[[ READING PASSAGE, beginning ]]

Energy
Bishop Geoff Davies, deputy chairperson of NECCSA and director of the SA Faith Communities’ Environment Institute offers the following reflections on current concerns around energy supply and energy demands.
Cape Town has again suffered electricity “outages”. In the excellent contributions to the energy debate in the Cape Times, with cogent arguments for both renewable and nuclear energy, Eskom and the nuclear lobby continue to maintain an “either/or” stance instead of a “both/and” position. Their derisory attitude to renewable energy cannot continue in the face of climate change, which will be far more costly than any increase in tariffs that renewable energy may cause.
We know heavy industry needs a constant and reliable energy foundation. We don’t dispute that. We are happy to acknowledge that Koeberg shut down in November for good safety reasons. But why are we dependent on one monopolistic supplier?

[[ READING PASSAGE, end ]]

_EXERCISE BRIEF:_
Repeat the stretch of the energy text from "Cape Town has" through "one monopolistic supplier?".

[[ RECORDED INFORMATION, beginning ]]

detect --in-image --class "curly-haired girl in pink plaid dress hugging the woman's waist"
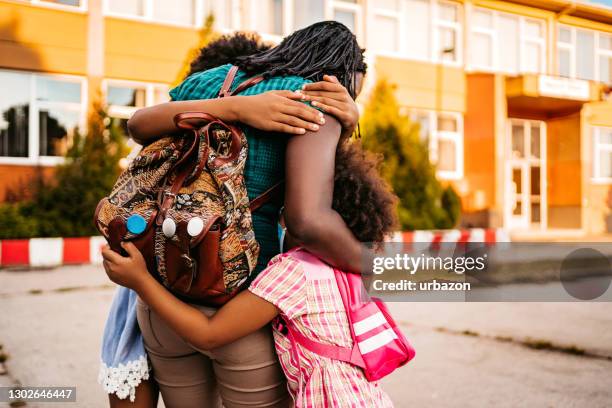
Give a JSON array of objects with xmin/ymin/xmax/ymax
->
[{"xmin": 103, "ymin": 141, "xmax": 397, "ymax": 407}]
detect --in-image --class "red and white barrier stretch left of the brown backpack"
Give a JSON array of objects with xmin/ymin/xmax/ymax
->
[{"xmin": 0, "ymin": 237, "xmax": 106, "ymax": 268}]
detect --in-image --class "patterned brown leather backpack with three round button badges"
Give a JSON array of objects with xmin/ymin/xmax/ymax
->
[{"xmin": 94, "ymin": 67, "xmax": 282, "ymax": 306}]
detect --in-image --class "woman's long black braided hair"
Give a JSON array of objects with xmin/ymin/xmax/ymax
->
[{"xmin": 236, "ymin": 21, "xmax": 367, "ymax": 99}]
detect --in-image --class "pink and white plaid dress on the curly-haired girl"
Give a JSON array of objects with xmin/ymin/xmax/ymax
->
[{"xmin": 249, "ymin": 250, "xmax": 393, "ymax": 408}]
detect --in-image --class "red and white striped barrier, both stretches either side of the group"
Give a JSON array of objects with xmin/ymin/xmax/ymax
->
[{"xmin": 0, "ymin": 228, "xmax": 510, "ymax": 268}]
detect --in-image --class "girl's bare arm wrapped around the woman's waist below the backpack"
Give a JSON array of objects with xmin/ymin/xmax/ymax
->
[{"xmin": 102, "ymin": 242, "xmax": 278, "ymax": 350}]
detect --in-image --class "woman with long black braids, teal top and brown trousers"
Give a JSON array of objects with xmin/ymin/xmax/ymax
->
[{"xmin": 105, "ymin": 21, "xmax": 367, "ymax": 408}]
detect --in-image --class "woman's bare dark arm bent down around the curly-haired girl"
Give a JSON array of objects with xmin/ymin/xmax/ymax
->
[{"xmin": 284, "ymin": 115, "xmax": 367, "ymax": 273}]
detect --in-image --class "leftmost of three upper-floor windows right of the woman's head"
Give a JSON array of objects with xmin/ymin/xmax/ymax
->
[{"xmin": 369, "ymin": 0, "xmax": 463, "ymax": 64}]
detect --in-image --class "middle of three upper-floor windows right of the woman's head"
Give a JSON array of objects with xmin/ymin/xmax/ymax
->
[{"xmin": 469, "ymin": 8, "xmax": 546, "ymax": 74}]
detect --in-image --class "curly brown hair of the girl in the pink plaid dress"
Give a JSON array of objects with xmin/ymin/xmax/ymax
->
[{"xmin": 332, "ymin": 140, "xmax": 398, "ymax": 243}]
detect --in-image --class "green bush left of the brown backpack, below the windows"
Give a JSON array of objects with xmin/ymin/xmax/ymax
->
[{"xmin": 0, "ymin": 101, "xmax": 127, "ymax": 238}]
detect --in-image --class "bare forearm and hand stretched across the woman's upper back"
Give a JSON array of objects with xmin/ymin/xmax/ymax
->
[{"xmin": 128, "ymin": 91, "xmax": 323, "ymax": 144}]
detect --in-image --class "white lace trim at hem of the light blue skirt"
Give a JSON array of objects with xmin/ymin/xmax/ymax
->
[{"xmin": 98, "ymin": 356, "xmax": 149, "ymax": 402}]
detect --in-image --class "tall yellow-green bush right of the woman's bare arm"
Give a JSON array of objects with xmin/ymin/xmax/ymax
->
[{"xmin": 361, "ymin": 80, "xmax": 461, "ymax": 230}]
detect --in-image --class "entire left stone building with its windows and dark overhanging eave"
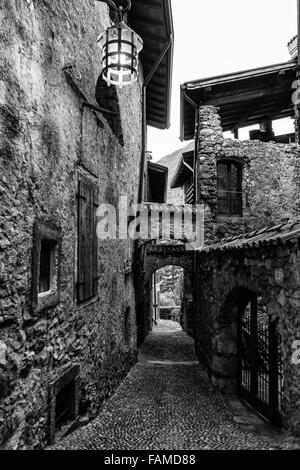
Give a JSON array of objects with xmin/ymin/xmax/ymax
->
[{"xmin": 0, "ymin": 0, "xmax": 173, "ymax": 449}]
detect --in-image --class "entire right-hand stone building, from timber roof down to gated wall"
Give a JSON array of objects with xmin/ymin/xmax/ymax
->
[{"xmin": 171, "ymin": 39, "xmax": 300, "ymax": 435}]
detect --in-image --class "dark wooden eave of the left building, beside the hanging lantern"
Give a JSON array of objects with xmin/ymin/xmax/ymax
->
[{"xmin": 129, "ymin": 0, "xmax": 174, "ymax": 129}]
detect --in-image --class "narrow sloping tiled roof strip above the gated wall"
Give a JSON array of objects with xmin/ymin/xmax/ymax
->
[{"xmin": 197, "ymin": 221, "xmax": 300, "ymax": 253}]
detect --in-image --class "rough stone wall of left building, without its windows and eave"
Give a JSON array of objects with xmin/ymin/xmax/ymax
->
[{"xmin": 0, "ymin": 0, "xmax": 141, "ymax": 449}]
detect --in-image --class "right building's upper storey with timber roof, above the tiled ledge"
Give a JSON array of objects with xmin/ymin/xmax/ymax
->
[{"xmin": 175, "ymin": 60, "xmax": 300, "ymax": 243}]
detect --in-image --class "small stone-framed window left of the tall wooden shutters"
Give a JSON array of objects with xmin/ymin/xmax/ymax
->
[{"xmin": 32, "ymin": 222, "xmax": 61, "ymax": 312}]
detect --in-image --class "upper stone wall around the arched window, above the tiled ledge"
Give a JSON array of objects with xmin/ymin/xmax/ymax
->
[{"xmin": 197, "ymin": 106, "xmax": 300, "ymax": 243}]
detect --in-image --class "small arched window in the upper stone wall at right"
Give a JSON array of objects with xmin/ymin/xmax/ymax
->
[{"xmin": 218, "ymin": 161, "xmax": 243, "ymax": 217}]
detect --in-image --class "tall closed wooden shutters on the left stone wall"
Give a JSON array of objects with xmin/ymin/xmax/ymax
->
[{"xmin": 77, "ymin": 179, "xmax": 99, "ymax": 302}]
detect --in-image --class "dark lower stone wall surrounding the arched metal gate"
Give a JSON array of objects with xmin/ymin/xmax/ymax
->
[{"xmin": 195, "ymin": 233, "xmax": 300, "ymax": 434}]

[[ RECORDED INFORMATION, end ]]

_RESULT OF THE EXERCISE:_
Cape Town has again suffered electricity “outages”. In the excellent contributions to the energy debate in the Cape Times, with cogent arguments for both renewable and nuclear energy, Eskom and the nuclear lobby continue to maintain an “either/or” stance instead of a “both/and” position. Their derisory attitude to renewable energy cannot continue in the face of climate change, which will be far more costly than any increase in tariffs that renewable energy may cause.
We know heavy industry needs a constant and reliable energy foundation. We don’t dispute that. We are happy to acknowledge that Koeberg shut down in November for good safety reasons. But why are we dependent on one monopolistic supplier?